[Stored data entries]
※
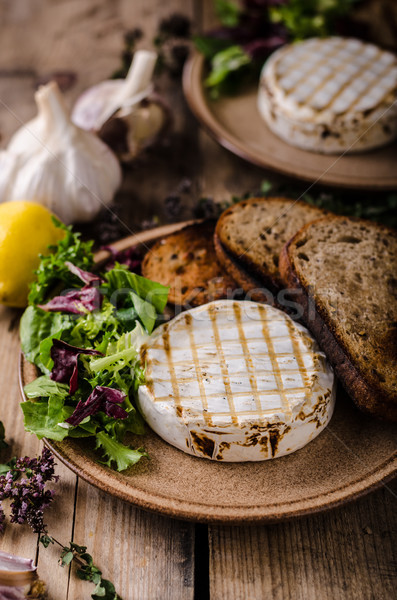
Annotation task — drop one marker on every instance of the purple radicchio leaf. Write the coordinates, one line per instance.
(131, 258)
(65, 357)
(101, 398)
(77, 302)
(85, 276)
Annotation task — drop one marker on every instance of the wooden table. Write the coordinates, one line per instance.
(347, 553)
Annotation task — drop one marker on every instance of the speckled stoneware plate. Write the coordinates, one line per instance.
(237, 125)
(352, 456)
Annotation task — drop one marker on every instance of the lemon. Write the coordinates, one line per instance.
(26, 230)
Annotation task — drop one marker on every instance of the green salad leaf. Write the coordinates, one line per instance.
(122, 455)
(52, 269)
(130, 307)
(43, 417)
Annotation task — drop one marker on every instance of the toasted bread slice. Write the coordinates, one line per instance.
(186, 261)
(252, 233)
(345, 274)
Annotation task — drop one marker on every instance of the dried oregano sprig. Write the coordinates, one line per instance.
(24, 481)
(25, 485)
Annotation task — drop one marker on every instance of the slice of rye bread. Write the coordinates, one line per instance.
(344, 272)
(186, 261)
(249, 237)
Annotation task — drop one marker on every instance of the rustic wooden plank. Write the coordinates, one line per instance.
(16, 539)
(145, 555)
(345, 554)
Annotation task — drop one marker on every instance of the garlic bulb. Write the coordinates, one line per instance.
(125, 113)
(52, 161)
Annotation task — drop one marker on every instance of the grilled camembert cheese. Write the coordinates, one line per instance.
(235, 381)
(330, 95)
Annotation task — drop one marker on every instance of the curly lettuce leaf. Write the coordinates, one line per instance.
(43, 417)
(37, 326)
(43, 386)
(121, 282)
(53, 267)
(118, 453)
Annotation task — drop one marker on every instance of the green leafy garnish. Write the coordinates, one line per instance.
(310, 18)
(53, 270)
(122, 455)
(130, 307)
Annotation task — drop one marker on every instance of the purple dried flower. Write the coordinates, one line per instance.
(85, 276)
(131, 258)
(101, 398)
(77, 302)
(65, 357)
(28, 493)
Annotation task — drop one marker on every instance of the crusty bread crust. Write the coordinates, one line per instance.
(257, 254)
(247, 282)
(368, 396)
(186, 261)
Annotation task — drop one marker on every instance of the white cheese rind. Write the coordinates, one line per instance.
(235, 381)
(330, 95)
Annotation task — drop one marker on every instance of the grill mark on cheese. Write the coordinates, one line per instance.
(322, 61)
(215, 361)
(342, 88)
(247, 358)
(199, 374)
(370, 85)
(297, 353)
(232, 375)
(174, 381)
(325, 80)
(273, 359)
(273, 392)
(223, 365)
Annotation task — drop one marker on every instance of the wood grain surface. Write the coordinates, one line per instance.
(349, 553)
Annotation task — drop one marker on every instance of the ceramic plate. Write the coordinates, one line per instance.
(352, 456)
(236, 124)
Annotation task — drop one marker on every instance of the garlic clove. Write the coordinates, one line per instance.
(129, 132)
(97, 104)
(126, 114)
(52, 161)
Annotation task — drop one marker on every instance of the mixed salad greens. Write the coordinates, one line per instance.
(83, 332)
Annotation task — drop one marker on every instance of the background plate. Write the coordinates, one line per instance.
(353, 455)
(236, 124)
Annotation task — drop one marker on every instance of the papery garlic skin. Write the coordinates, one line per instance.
(52, 161)
(141, 116)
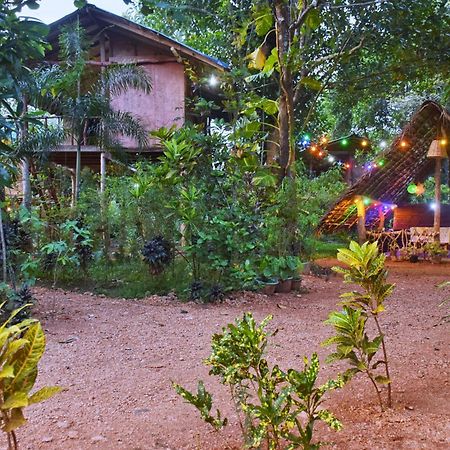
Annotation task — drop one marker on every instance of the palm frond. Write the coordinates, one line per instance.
(119, 78)
(122, 123)
(39, 142)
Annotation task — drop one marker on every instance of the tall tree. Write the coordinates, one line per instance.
(340, 49)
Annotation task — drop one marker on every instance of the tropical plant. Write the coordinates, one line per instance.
(157, 253)
(13, 300)
(279, 408)
(365, 268)
(21, 348)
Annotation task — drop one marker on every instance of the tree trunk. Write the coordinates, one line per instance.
(3, 247)
(26, 183)
(76, 187)
(286, 100)
(437, 200)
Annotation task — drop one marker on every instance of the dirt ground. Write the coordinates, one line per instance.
(117, 359)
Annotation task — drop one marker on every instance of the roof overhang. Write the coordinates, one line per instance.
(154, 37)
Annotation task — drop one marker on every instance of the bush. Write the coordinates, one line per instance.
(279, 408)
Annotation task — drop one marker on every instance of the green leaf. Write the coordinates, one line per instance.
(257, 59)
(382, 379)
(26, 359)
(15, 421)
(312, 83)
(313, 20)
(7, 372)
(44, 394)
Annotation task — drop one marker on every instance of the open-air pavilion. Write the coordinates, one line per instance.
(380, 195)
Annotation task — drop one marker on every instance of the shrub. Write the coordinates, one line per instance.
(158, 254)
(365, 268)
(21, 348)
(279, 408)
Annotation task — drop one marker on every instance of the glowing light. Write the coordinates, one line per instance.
(213, 81)
(420, 189)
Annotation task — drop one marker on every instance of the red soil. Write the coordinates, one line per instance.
(117, 359)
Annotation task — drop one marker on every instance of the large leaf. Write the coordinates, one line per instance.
(257, 59)
(44, 394)
(15, 400)
(16, 420)
(26, 359)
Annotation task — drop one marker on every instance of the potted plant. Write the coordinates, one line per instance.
(285, 274)
(393, 247)
(268, 278)
(295, 265)
(435, 251)
(413, 253)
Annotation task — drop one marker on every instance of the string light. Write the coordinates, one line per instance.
(213, 81)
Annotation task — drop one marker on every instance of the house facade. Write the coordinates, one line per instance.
(115, 39)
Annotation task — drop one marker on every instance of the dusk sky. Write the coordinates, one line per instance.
(51, 10)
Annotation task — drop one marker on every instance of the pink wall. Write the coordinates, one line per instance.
(164, 106)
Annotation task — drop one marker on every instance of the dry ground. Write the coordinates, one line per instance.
(117, 358)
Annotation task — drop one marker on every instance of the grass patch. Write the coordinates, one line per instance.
(132, 279)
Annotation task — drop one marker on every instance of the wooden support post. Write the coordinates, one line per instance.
(74, 189)
(102, 172)
(361, 210)
(437, 199)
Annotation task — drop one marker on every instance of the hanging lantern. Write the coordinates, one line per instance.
(437, 149)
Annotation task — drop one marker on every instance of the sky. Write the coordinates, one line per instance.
(51, 10)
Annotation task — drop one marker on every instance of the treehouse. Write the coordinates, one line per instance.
(115, 39)
(380, 197)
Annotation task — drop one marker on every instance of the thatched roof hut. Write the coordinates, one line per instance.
(404, 162)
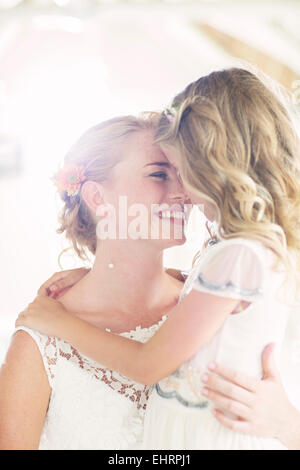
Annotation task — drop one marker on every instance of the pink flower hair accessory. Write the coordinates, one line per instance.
(69, 179)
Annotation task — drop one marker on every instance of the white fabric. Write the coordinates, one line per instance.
(178, 416)
(90, 407)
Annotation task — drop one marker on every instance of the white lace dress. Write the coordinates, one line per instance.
(91, 407)
(178, 416)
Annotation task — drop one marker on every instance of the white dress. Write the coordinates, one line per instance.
(91, 407)
(178, 416)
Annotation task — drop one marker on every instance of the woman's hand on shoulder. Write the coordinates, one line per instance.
(44, 314)
(62, 280)
(262, 406)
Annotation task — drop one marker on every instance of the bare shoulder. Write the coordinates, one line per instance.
(24, 394)
(23, 360)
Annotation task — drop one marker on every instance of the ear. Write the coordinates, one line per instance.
(92, 194)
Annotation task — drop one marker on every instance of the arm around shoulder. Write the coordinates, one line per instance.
(24, 395)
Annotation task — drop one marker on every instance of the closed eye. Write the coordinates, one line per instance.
(160, 174)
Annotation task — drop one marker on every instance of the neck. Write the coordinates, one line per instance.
(136, 283)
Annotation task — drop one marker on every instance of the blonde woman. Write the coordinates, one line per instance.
(232, 142)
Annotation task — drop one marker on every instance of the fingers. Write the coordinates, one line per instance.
(238, 378)
(268, 362)
(228, 389)
(61, 280)
(234, 407)
(233, 424)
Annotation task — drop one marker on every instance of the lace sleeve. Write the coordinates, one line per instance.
(48, 348)
(233, 268)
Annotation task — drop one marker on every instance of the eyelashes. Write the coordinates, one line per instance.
(160, 174)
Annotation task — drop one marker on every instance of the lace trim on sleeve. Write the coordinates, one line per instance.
(229, 286)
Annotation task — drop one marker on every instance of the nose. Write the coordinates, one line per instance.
(177, 191)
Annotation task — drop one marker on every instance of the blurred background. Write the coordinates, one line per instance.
(68, 64)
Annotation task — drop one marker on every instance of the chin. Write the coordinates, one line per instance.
(172, 242)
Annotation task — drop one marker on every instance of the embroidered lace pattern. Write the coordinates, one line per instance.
(53, 350)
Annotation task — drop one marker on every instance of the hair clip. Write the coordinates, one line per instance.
(69, 179)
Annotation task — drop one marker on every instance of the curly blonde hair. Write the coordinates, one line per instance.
(240, 151)
(98, 151)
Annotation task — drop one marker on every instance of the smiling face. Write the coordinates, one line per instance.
(154, 195)
(174, 157)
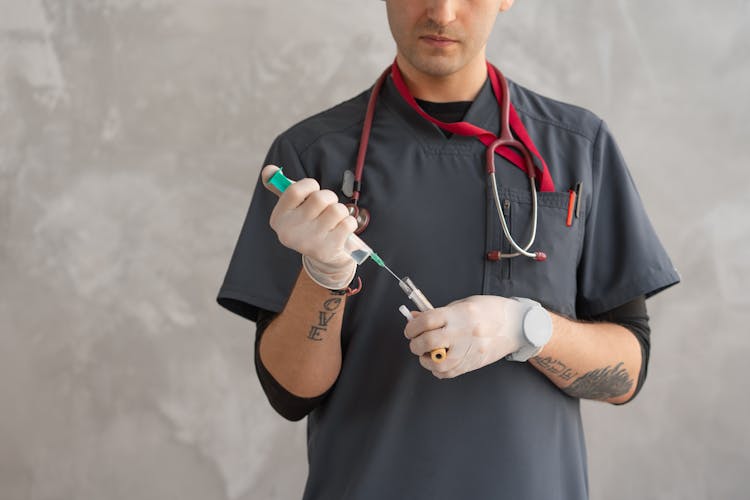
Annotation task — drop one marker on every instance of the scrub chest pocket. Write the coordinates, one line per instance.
(552, 282)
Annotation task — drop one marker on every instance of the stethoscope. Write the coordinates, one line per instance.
(505, 140)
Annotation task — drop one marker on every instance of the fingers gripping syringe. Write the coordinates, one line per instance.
(354, 246)
(360, 251)
(416, 296)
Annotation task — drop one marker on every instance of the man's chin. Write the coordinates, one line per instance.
(436, 66)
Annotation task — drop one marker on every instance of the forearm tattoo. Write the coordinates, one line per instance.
(556, 367)
(602, 384)
(330, 306)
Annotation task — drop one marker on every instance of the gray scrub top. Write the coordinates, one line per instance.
(389, 429)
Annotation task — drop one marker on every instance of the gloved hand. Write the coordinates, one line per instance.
(311, 221)
(477, 331)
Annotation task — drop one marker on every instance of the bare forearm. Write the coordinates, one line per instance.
(301, 348)
(591, 360)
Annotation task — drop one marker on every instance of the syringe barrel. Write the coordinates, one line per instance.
(357, 249)
(416, 296)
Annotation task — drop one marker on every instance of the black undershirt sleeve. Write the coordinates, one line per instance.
(288, 405)
(631, 315)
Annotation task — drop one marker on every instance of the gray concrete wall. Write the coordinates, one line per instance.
(131, 133)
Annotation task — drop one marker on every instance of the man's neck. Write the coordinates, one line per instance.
(463, 85)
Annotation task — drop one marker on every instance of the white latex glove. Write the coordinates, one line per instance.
(477, 331)
(311, 221)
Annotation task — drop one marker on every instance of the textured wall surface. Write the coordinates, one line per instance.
(131, 134)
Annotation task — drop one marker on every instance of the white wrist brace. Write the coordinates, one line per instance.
(329, 276)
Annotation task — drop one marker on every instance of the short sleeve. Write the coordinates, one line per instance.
(262, 271)
(622, 256)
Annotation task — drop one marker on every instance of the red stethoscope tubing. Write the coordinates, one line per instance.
(517, 152)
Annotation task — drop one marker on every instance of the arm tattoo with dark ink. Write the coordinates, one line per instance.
(556, 367)
(604, 383)
(324, 317)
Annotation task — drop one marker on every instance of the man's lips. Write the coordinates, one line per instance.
(438, 40)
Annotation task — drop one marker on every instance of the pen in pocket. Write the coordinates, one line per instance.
(574, 203)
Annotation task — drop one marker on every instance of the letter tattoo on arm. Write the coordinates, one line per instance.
(330, 306)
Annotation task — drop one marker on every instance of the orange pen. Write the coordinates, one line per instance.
(571, 206)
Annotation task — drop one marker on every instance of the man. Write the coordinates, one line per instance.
(499, 416)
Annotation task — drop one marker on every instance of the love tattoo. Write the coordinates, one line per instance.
(330, 306)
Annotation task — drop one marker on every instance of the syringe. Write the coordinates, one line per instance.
(355, 247)
(360, 251)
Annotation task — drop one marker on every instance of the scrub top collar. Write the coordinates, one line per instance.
(483, 112)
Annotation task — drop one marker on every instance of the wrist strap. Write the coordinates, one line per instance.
(320, 277)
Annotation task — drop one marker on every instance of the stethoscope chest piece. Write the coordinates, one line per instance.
(362, 215)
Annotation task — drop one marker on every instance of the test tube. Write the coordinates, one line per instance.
(355, 247)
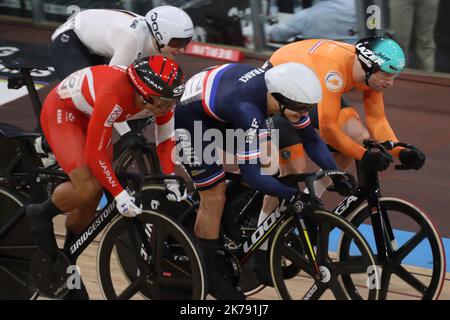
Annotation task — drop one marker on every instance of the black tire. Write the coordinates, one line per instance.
(425, 285)
(15, 276)
(287, 245)
(174, 272)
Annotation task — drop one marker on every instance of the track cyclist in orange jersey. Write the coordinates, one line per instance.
(370, 67)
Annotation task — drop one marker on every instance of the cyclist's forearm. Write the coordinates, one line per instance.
(340, 141)
(381, 130)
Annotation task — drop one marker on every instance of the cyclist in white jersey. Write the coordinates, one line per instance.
(118, 37)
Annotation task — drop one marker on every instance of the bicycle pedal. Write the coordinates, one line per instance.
(50, 273)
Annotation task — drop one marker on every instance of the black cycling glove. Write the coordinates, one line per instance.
(378, 161)
(412, 159)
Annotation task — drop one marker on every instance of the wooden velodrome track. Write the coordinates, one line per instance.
(417, 108)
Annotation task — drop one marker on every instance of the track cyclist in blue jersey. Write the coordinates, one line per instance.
(241, 98)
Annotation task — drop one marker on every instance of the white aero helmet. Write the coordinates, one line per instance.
(170, 26)
(294, 85)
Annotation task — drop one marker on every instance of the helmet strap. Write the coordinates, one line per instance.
(160, 46)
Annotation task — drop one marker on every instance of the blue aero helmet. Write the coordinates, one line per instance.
(380, 53)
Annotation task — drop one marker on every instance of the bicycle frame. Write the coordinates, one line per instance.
(369, 190)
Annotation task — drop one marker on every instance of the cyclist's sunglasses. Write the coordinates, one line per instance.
(159, 102)
(179, 43)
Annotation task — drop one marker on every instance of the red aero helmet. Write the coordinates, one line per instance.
(157, 76)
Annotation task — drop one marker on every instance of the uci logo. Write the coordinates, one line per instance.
(155, 27)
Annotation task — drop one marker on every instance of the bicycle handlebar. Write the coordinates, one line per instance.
(387, 145)
(310, 177)
(20, 66)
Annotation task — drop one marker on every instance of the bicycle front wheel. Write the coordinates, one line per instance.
(415, 268)
(163, 256)
(324, 228)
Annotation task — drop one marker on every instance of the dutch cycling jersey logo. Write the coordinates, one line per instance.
(113, 116)
(107, 173)
(251, 74)
(367, 56)
(155, 27)
(334, 81)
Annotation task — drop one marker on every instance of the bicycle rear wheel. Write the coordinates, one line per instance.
(288, 249)
(16, 249)
(417, 260)
(165, 259)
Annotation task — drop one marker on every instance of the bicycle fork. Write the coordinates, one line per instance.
(305, 238)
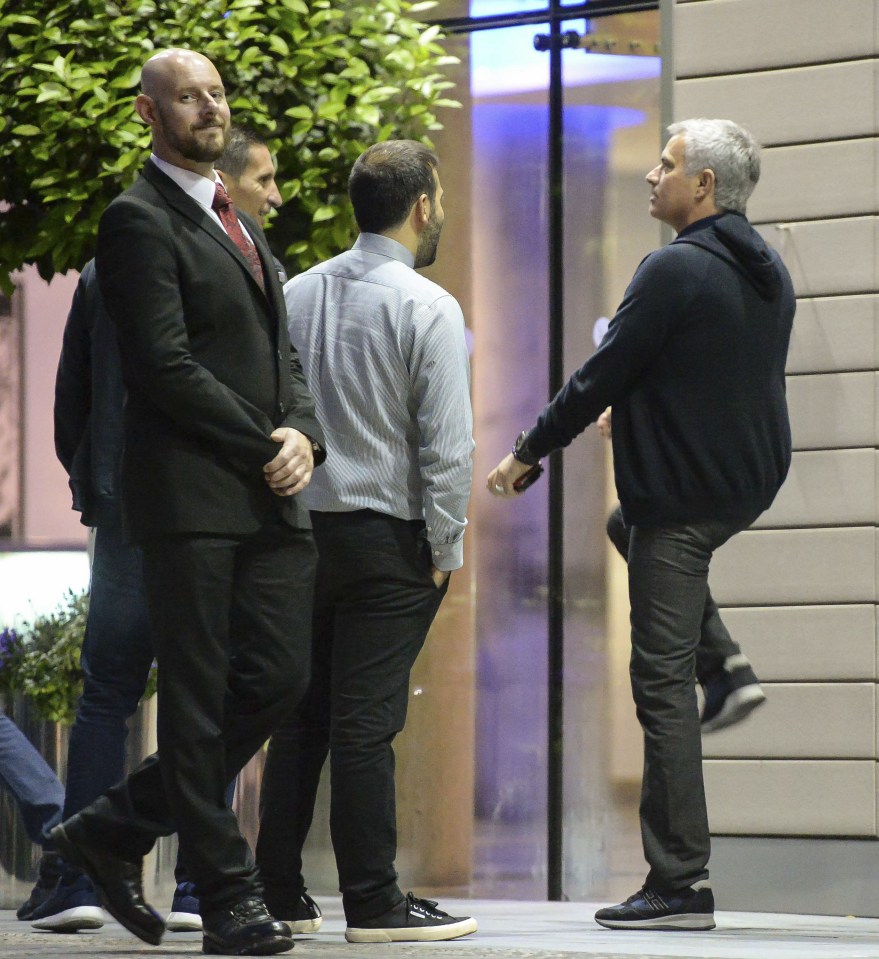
※
Direction => How many lines in the rows above contain the word "bread"? Reply with the number alone.

Exercise result => 3